__Exercise aim__. Write out the entries again. Match each one exactly.

[Natural-language object grounding data]
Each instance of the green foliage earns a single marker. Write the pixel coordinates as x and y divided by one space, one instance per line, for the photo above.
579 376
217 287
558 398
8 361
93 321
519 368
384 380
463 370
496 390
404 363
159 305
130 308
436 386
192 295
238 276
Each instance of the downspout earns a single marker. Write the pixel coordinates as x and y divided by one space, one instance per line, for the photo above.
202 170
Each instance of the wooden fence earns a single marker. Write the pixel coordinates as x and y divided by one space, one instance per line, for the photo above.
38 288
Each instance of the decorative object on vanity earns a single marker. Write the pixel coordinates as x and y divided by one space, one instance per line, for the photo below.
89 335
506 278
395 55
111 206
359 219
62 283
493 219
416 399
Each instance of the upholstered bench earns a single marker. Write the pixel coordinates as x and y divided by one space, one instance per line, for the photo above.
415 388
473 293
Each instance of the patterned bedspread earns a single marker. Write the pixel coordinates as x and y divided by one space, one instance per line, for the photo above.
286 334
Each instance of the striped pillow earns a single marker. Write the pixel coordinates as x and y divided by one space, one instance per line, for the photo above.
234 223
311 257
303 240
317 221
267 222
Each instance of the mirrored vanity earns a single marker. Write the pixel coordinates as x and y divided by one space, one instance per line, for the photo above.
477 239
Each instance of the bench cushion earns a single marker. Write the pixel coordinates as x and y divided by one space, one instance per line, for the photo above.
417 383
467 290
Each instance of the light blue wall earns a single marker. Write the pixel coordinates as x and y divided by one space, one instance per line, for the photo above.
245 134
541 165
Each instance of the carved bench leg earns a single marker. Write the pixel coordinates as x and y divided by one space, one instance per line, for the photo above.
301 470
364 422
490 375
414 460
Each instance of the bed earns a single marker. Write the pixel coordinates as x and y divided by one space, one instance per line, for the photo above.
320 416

__Exercise response__.
Each instance of the green foliage earns a single marker. Write the pixel coordinates as x and y divided by one space, one instance per line, for the photo above.
579 376
217 287
558 398
8 361
93 321
519 368
384 380
463 370
496 390
404 363
159 305
130 308
436 386
192 295
238 276
Each instance of the downspout earns a single marker. Write the pixel coordinates as x and y divided by one space, one instance per line, for the photo above.
202 170
Each instance of the wooden fence earns a single marker. Write the pixel coordinates as x and y divided by one space, one instance per line, for the photo above.
38 288
Each instance of the decorative object on vanity earns a single marker. Write the pixel coordinates as x and y divided by one space, one instance per line, for the photo below.
89 335
506 278
395 55
111 206
359 219
62 283
493 219
416 399
Each instance of the upholstered bench earns a single marker. Write the pixel coordinates as x and y divided by one space, one instance per line, for the photo above.
415 388
473 293
Each instance of the patterned bedspread earns a single marker. Write the pixel coordinates as x and y divided by one space, one instance per line, for the photo above.
286 334
Each instance of the striped pillow earns a single marker. Write the pixel coordinates as x and y divided by one space, one instance per line, for the photo above.
234 223
311 257
303 240
317 221
267 222
Each instance of the mirrored vanity earns a single marker. Write the pixel coordinates as x and y divided by one space, one instance per line, for the photo above.
477 239
Each instance of the bench cushion earns a single marker. Write the pixel coordinates as x and y divided by one space, one instance per line, for the photo above.
417 383
467 290
Each instance of the light blue wall earns a single marker. Write the pixel coordinates as x and y divided by one space, one instance per line, for the photo above.
245 134
541 165
Each instance of the carved bench leg earns a single marker. Write the pixel coordinates as x and y divided by one space, one instance per line, for the photo above.
301 470
364 422
490 375
414 460
Each instance of the bed earns a single marker. Write the pixel coordinates as x and y divided by one space, one instance per line, for the photo above.
320 416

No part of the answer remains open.